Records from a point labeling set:

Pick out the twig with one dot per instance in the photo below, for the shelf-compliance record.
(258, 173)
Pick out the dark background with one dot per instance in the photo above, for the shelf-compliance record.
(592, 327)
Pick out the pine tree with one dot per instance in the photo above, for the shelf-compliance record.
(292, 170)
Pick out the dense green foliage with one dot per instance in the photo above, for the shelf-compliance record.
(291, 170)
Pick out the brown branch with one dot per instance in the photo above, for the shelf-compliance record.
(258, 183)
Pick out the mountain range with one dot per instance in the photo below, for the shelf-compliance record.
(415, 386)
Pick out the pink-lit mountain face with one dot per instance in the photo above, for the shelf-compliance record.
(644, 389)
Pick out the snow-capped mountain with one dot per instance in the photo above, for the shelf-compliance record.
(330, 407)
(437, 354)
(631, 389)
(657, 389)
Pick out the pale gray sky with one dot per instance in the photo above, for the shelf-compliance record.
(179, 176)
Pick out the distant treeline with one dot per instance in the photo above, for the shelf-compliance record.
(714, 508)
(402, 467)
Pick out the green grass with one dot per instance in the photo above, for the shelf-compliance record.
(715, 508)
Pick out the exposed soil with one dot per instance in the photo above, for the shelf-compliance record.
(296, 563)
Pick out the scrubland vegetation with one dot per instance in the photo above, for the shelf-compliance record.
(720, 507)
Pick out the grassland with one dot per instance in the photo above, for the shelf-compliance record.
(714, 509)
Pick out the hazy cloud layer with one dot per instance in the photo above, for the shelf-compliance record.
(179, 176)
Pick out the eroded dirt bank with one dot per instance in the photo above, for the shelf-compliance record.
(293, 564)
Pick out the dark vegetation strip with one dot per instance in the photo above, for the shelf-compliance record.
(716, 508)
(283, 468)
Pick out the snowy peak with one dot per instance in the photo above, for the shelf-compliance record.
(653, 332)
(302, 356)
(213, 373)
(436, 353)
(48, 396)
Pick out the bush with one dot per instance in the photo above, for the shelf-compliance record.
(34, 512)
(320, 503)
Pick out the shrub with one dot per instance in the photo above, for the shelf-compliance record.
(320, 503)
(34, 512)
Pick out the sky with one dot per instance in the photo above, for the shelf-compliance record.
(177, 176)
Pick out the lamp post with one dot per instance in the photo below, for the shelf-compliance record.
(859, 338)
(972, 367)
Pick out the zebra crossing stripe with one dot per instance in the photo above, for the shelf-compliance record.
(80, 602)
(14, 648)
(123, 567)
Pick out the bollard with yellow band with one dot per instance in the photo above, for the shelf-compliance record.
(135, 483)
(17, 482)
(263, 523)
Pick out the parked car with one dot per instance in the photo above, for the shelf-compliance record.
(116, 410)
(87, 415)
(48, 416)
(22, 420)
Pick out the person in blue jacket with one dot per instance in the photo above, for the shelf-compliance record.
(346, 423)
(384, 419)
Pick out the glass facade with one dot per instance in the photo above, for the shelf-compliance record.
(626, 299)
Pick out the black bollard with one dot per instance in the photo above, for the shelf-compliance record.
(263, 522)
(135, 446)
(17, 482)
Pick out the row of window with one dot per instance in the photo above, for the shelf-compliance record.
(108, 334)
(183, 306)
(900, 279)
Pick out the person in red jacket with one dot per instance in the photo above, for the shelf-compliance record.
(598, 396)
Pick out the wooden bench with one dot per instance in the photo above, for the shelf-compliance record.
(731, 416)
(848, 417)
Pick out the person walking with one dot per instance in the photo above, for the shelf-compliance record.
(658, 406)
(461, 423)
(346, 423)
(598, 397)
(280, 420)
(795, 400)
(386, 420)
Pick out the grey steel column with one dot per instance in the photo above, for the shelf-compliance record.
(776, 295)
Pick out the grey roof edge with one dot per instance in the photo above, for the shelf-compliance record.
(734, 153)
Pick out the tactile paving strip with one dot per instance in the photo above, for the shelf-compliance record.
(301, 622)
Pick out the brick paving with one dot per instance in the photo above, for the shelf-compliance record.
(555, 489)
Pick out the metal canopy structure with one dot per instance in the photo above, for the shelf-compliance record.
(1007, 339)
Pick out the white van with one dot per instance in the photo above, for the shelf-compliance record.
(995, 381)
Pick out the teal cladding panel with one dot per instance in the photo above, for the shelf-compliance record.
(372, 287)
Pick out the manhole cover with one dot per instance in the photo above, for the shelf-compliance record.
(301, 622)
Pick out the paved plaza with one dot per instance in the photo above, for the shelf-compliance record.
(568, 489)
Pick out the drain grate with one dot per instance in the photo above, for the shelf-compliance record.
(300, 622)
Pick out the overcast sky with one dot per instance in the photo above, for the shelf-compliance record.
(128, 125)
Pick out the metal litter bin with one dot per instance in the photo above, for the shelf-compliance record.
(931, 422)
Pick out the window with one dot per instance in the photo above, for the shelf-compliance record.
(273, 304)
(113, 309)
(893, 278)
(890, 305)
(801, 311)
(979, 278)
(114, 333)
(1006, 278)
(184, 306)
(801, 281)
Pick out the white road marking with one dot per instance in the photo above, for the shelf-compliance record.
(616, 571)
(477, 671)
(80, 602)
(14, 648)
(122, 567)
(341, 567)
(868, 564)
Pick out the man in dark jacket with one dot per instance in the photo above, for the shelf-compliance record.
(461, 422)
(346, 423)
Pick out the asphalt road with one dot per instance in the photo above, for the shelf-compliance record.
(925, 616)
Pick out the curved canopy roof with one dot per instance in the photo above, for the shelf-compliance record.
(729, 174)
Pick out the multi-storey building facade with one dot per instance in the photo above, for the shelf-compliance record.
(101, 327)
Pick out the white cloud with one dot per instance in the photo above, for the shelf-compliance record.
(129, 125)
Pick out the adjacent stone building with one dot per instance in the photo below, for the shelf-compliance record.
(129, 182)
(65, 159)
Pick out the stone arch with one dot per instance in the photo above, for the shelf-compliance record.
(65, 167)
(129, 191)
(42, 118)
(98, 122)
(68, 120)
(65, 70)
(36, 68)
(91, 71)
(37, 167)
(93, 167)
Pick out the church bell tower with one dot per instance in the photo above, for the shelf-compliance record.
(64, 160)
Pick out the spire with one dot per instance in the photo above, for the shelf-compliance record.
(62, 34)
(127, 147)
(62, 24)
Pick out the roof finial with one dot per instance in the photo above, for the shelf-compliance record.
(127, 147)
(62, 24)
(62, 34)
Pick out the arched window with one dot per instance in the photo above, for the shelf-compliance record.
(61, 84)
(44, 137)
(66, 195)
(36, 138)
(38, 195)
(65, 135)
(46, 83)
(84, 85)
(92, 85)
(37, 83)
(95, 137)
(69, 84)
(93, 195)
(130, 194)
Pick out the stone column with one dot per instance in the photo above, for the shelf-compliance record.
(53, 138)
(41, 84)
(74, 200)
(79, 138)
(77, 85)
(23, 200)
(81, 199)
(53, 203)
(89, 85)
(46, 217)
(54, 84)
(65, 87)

### [Exercise description]
Please quote nothing but the lines from the line with "Pick out the spire" through the end of the data above, exactly as written, ends included.

### [Result below]
Pick out the spire with one dot per instance in the photo above, for the shelf-compliance record.
(62, 34)
(127, 147)
(62, 24)
Pick out the roof finial with one dot per instance in the photo above, for the shelf-compliance record.
(127, 147)
(62, 24)
(62, 34)
Pick out the arched window with one dot per instance in the photo above, for the shelf-compliance record.
(61, 84)
(44, 137)
(66, 195)
(36, 138)
(38, 195)
(65, 135)
(46, 83)
(84, 85)
(92, 85)
(37, 83)
(95, 137)
(69, 84)
(93, 195)
(130, 194)
Pick out the stone column with one dot per instance in the photo above, for the shelf-compliance record.
(53, 138)
(41, 84)
(74, 200)
(79, 138)
(77, 85)
(23, 200)
(81, 199)
(53, 203)
(89, 85)
(46, 217)
(54, 84)
(65, 87)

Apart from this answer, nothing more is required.